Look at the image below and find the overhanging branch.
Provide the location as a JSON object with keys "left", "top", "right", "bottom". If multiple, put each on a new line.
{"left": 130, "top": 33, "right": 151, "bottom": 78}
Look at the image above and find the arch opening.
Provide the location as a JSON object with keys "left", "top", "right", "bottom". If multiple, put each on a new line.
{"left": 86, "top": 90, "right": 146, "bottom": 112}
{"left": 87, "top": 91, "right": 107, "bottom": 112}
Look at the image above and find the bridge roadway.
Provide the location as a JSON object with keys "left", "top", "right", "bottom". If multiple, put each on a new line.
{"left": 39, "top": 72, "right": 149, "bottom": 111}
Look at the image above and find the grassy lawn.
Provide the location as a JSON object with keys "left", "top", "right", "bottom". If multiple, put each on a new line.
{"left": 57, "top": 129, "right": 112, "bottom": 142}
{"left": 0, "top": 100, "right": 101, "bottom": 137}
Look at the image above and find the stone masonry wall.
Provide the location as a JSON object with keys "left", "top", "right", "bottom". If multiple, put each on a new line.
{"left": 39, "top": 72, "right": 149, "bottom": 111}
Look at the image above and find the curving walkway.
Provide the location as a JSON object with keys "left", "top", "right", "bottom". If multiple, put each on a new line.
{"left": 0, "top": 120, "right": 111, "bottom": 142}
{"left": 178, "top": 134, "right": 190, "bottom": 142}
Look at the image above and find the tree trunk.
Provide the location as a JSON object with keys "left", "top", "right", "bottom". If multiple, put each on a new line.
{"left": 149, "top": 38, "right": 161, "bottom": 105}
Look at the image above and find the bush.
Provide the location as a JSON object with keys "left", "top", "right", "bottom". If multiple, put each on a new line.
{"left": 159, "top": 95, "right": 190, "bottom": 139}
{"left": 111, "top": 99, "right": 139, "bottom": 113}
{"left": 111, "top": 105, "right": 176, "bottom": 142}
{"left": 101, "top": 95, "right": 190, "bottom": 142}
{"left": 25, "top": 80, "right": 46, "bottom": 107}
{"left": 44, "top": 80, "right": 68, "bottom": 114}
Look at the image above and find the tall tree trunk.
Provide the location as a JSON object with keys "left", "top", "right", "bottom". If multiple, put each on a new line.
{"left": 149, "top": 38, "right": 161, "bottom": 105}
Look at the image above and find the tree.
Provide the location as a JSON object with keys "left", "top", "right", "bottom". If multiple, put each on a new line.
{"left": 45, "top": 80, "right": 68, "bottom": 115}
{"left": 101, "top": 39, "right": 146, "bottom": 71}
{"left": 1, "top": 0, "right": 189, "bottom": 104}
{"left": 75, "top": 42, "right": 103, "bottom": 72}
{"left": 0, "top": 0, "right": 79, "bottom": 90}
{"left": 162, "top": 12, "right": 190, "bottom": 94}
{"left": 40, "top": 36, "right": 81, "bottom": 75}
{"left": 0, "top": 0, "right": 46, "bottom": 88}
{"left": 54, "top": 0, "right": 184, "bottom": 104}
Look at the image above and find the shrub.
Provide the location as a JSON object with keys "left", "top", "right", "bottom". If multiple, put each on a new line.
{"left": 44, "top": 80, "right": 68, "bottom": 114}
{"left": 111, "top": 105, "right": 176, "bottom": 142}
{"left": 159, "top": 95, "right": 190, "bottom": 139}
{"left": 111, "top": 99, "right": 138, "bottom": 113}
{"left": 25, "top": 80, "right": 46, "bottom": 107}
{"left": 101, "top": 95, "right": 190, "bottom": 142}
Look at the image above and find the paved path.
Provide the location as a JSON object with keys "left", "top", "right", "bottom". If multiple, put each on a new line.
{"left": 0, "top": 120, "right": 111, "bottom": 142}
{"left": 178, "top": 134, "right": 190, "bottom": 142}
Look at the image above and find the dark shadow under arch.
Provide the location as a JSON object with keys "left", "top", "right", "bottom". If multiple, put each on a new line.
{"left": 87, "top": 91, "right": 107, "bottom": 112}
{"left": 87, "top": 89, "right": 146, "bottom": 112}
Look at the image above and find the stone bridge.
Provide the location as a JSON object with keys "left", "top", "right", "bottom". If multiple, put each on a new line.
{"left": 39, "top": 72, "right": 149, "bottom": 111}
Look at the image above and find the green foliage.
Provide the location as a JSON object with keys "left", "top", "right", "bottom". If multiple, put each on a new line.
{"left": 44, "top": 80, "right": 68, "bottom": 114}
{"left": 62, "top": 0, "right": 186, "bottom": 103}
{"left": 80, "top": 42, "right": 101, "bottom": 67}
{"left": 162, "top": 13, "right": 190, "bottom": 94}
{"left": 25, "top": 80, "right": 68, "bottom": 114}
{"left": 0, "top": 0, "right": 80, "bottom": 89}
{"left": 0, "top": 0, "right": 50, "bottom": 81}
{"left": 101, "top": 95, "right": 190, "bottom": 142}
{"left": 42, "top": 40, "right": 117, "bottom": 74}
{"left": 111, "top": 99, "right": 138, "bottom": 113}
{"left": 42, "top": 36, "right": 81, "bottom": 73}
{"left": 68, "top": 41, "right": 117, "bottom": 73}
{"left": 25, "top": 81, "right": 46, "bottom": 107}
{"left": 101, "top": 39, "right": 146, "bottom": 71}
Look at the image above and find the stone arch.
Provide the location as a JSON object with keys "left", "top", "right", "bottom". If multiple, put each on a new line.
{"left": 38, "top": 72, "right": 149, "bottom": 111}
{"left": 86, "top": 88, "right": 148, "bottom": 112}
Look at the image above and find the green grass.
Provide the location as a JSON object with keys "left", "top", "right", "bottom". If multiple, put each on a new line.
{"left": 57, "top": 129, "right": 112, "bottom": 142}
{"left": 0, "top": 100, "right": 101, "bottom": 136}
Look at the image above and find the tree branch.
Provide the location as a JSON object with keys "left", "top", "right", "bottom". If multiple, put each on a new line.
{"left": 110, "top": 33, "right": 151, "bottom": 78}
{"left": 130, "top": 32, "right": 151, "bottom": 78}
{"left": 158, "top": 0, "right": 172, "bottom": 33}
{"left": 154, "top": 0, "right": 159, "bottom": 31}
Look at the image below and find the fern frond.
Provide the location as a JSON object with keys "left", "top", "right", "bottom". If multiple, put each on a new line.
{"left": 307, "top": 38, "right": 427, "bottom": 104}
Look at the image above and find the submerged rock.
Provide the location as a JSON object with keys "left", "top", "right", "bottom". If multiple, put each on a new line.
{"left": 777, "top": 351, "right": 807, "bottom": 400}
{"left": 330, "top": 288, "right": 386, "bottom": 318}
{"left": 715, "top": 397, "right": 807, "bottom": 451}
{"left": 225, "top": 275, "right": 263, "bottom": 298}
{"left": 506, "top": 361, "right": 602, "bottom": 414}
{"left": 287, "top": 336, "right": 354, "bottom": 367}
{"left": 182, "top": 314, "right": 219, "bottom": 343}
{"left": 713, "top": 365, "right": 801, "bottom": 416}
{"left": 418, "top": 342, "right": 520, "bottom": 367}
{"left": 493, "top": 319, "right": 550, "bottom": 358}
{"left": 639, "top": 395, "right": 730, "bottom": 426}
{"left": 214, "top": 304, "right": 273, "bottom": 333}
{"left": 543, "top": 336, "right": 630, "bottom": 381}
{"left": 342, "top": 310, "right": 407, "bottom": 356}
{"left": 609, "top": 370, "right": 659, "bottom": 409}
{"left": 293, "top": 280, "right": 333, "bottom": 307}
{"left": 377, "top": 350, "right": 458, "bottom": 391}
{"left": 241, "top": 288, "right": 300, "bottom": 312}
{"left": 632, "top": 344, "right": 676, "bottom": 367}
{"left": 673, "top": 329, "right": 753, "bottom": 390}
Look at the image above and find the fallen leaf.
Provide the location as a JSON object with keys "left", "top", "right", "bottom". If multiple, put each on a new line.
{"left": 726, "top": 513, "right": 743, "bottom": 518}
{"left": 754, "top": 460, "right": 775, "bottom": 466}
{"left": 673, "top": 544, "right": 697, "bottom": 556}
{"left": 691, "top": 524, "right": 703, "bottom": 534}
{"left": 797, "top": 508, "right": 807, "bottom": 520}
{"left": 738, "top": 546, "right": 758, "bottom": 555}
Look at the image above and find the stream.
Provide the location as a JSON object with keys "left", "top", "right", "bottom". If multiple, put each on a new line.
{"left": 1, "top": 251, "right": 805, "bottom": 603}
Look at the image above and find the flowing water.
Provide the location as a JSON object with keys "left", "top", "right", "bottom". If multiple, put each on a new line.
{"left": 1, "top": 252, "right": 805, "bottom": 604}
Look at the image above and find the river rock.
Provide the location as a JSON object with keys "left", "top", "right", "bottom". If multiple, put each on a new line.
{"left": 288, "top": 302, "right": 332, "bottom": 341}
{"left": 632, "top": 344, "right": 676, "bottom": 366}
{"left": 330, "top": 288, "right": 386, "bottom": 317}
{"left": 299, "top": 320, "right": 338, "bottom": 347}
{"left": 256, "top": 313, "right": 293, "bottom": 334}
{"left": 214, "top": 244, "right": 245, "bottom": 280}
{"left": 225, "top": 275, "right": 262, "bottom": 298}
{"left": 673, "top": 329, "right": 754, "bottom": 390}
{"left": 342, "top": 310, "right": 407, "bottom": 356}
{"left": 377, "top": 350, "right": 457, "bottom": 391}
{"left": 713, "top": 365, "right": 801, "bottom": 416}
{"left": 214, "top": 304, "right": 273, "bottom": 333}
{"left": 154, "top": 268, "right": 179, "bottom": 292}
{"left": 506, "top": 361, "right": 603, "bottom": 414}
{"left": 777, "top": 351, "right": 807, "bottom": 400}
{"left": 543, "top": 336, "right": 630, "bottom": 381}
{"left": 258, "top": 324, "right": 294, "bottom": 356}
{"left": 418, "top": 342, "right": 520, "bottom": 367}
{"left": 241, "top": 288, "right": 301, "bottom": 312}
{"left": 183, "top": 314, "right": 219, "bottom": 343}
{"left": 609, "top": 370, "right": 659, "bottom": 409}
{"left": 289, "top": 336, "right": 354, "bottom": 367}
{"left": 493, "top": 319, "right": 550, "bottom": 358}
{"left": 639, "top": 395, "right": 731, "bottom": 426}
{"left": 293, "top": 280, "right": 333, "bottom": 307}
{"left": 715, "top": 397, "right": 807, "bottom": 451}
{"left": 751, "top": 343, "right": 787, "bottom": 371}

****************************************

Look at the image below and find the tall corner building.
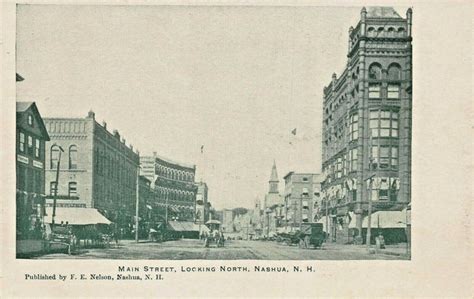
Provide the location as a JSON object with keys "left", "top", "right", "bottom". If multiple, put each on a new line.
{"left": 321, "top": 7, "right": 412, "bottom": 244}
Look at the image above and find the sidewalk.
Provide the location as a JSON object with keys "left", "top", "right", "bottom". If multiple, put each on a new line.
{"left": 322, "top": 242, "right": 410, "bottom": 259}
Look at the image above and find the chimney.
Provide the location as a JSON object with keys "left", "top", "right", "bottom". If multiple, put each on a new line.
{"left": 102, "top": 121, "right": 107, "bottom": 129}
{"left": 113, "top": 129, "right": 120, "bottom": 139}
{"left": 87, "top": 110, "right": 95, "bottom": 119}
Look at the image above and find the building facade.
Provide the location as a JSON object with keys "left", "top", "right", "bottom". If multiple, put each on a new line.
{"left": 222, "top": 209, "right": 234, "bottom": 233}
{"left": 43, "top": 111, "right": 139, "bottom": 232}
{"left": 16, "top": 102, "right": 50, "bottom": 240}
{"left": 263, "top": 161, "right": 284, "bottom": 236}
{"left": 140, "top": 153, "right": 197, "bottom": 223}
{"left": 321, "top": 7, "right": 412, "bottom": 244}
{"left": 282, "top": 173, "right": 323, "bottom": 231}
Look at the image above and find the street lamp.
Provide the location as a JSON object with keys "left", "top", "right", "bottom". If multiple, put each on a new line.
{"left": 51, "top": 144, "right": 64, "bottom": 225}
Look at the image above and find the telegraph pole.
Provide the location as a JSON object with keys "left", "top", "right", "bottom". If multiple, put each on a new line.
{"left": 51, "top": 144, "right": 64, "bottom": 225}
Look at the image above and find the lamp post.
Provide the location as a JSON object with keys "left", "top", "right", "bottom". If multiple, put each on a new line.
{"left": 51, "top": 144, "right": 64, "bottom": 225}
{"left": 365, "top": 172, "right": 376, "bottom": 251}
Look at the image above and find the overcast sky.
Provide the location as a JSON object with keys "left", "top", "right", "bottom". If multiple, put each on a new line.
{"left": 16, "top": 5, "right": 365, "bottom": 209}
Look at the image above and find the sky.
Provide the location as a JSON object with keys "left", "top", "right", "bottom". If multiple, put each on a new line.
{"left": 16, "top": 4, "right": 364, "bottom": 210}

****************************************

_What you should do_.
Extract all lines from the data in which "lamp" is found.

_Response to the exercise_.
Look at the image above and find the street lamp.
Look at the image above and find the lamp post.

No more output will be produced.